::: Available data :::
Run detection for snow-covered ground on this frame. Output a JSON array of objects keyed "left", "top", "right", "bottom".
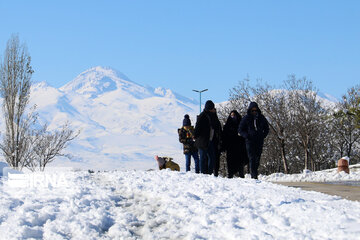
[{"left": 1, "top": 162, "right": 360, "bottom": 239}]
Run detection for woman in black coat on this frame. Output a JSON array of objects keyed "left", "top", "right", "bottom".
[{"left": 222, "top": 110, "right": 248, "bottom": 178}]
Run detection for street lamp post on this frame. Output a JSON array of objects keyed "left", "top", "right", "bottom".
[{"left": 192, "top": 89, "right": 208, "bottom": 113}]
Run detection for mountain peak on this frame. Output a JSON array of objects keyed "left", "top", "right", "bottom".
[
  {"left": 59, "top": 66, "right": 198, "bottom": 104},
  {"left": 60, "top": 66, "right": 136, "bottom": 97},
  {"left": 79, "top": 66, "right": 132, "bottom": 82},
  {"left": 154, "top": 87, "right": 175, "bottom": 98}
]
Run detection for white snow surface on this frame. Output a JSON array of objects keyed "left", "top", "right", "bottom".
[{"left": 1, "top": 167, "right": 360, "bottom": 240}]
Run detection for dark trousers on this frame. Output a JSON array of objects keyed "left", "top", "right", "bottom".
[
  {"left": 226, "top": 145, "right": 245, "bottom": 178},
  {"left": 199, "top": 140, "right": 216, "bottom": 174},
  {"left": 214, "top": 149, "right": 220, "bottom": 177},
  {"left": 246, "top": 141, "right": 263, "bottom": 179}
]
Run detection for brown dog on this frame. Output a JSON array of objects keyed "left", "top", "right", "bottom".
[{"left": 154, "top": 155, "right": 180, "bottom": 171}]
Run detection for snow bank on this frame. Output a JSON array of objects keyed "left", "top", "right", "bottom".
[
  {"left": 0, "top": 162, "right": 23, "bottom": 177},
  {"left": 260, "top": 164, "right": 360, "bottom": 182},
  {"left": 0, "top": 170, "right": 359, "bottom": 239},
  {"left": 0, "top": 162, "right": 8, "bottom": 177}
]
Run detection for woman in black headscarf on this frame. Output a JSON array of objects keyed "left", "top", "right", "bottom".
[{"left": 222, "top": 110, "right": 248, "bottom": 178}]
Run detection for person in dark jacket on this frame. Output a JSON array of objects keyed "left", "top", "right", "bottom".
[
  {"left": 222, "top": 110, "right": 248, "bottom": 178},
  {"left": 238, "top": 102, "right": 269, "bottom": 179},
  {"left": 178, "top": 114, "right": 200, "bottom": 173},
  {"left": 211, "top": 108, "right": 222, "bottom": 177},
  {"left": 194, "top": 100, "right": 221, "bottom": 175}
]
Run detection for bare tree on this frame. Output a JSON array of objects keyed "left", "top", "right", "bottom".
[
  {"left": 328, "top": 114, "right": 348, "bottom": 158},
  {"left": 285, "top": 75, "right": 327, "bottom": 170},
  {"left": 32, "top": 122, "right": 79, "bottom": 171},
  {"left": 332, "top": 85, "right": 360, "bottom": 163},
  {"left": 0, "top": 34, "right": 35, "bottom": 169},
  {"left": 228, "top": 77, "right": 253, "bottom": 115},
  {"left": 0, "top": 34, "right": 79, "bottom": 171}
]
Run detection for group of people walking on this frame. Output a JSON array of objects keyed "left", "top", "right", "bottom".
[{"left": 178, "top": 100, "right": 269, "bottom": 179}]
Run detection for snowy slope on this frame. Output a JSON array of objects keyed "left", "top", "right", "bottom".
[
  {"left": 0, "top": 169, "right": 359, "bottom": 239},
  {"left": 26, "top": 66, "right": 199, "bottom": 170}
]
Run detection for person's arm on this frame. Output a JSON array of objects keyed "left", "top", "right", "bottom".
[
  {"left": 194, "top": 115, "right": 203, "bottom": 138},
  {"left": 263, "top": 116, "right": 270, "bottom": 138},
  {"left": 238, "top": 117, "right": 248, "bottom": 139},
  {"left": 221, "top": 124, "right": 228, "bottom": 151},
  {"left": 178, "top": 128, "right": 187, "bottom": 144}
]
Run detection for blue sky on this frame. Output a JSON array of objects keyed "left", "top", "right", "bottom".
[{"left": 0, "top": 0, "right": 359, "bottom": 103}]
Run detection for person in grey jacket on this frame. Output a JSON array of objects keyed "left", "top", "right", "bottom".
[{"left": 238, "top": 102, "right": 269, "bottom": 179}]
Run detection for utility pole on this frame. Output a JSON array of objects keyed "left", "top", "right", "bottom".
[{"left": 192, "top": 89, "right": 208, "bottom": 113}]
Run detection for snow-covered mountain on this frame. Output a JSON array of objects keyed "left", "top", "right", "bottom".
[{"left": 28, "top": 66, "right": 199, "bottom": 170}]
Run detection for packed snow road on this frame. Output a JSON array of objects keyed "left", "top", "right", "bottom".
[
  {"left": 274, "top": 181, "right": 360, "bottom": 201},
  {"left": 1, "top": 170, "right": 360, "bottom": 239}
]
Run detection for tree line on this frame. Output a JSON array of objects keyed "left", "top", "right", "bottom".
:::
> **The problem**
Each record above must be retyped exactly as given, with the images excluded.

> **Reply to the exercise**
Run detection for snow-covered ground on this frame. Output a JSON array of objects keyed "left", "top", "right", "bottom".
[{"left": 1, "top": 162, "right": 360, "bottom": 239}]
Run detection for woman in black coat on this frame. Output a JSON array of objects keyed "left", "top", "right", "bottom".
[{"left": 222, "top": 110, "right": 248, "bottom": 178}]
Run detection for street lamp post on this frame. Output a JSON array of objects keyed "left", "top", "right", "bottom".
[{"left": 192, "top": 89, "right": 208, "bottom": 113}]
Run detection for mountain peak on this frame. Output a JSON array of objects keyed "left", "top", "right", "bottom".
[
  {"left": 59, "top": 66, "right": 198, "bottom": 104},
  {"left": 60, "top": 66, "right": 136, "bottom": 97},
  {"left": 79, "top": 66, "right": 132, "bottom": 82},
  {"left": 154, "top": 87, "right": 175, "bottom": 98}
]
Run detection for white snow surface on this frame. Output a JSON array of objects keyed "left", "top", "right", "bottom".
[{"left": 1, "top": 167, "right": 360, "bottom": 240}]
Run detection for dark trousers on this frame. Output a JSON array of objects keyed "left", "top", "right", "bottom".
[
  {"left": 226, "top": 145, "right": 245, "bottom": 178},
  {"left": 199, "top": 140, "right": 216, "bottom": 174},
  {"left": 214, "top": 149, "right": 220, "bottom": 177},
  {"left": 246, "top": 141, "right": 263, "bottom": 179}
]
Run detection for brown dog on this frame. Output a JSON array of objects keyed "left", "top", "right", "bottom".
[{"left": 154, "top": 155, "right": 180, "bottom": 171}]
Run detection for snow bank on this frame. Output a JSON array of objects keyed "left", "top", "right", "bottom".
[
  {"left": 0, "top": 162, "right": 23, "bottom": 177},
  {"left": 260, "top": 164, "right": 360, "bottom": 182},
  {"left": 0, "top": 170, "right": 359, "bottom": 239},
  {"left": 0, "top": 162, "right": 8, "bottom": 177}
]
Run detection for woman in black headscarf on this frame. Output a JSON array of objects keyed "left", "top", "right", "bottom".
[{"left": 222, "top": 110, "right": 248, "bottom": 178}]
Run detection for person in dark jacket on this frame. Output a JSON array of objects keyed "left", "top", "right", "bottom".
[
  {"left": 222, "top": 110, "right": 248, "bottom": 178},
  {"left": 238, "top": 102, "right": 269, "bottom": 179},
  {"left": 178, "top": 114, "right": 200, "bottom": 173},
  {"left": 211, "top": 108, "right": 222, "bottom": 177},
  {"left": 194, "top": 100, "right": 221, "bottom": 175}
]
Run detection for bare tree on this frame. Output a JSON array of objects keyed "left", "top", "right", "bottom".
[
  {"left": 328, "top": 114, "right": 348, "bottom": 158},
  {"left": 285, "top": 75, "right": 327, "bottom": 170},
  {"left": 32, "top": 122, "right": 79, "bottom": 171},
  {"left": 332, "top": 85, "right": 360, "bottom": 163},
  {"left": 0, "top": 34, "right": 35, "bottom": 169},
  {"left": 228, "top": 77, "right": 253, "bottom": 115},
  {"left": 0, "top": 34, "right": 79, "bottom": 171}
]
Run detection for group of people walking on this frame. Output a JSON array of objects keyed "left", "top", "right", "bottom".
[{"left": 178, "top": 100, "right": 269, "bottom": 179}]
Run detection for snowy slope on this frame. Output a JSON array of objects keyed "left", "top", "right", "bottom".
[
  {"left": 0, "top": 169, "right": 359, "bottom": 239},
  {"left": 26, "top": 66, "right": 199, "bottom": 170}
]
Run detection for person's arm on this frame. Output a JSON array of objects keyed "left", "top", "right", "bottom".
[
  {"left": 194, "top": 115, "right": 203, "bottom": 138},
  {"left": 263, "top": 116, "right": 270, "bottom": 138},
  {"left": 238, "top": 117, "right": 248, "bottom": 139},
  {"left": 221, "top": 124, "right": 228, "bottom": 151},
  {"left": 178, "top": 128, "right": 187, "bottom": 144}
]
Run detection for blue sky on this frame. Output a JSON array of objects keyed "left", "top", "right", "bottom".
[{"left": 0, "top": 0, "right": 359, "bottom": 103}]
Run detection for person in grey jacket on this frame. Output a JSON array of objects keyed "left", "top", "right", "bottom".
[{"left": 238, "top": 102, "right": 269, "bottom": 179}]
Run detection for utility pole on this frame. Output a JSON array of objects keyed "left", "top", "right", "bottom".
[{"left": 192, "top": 89, "right": 208, "bottom": 113}]
Run detection for snow-covered mountain on this frame. Output a JSON array of objects keyed "left", "top", "right", "bottom".
[{"left": 28, "top": 66, "right": 199, "bottom": 170}]
Run detection for packed snow road on this frame. Output a JSON array of objects keyed "left", "top", "right", "bottom".
[
  {"left": 274, "top": 181, "right": 360, "bottom": 201},
  {"left": 1, "top": 170, "right": 360, "bottom": 239}
]
Run detection for tree line on this frame. Output a JSON array of objects keyed "left", "top", "right", "bottom".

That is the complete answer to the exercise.